• [Problem to solve] Whatever the records hold, copy it exactly and completely.

Records from a data source
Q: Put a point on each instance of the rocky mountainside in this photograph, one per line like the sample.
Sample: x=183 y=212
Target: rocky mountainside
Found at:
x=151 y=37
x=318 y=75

• [Reply to the exercise]
Q: Put a point on each instance of the rocky mountainside in this photograph, one per line like the sample.
Sample: x=183 y=212
Target: rocky mountainside
Found at:
x=151 y=37
x=318 y=75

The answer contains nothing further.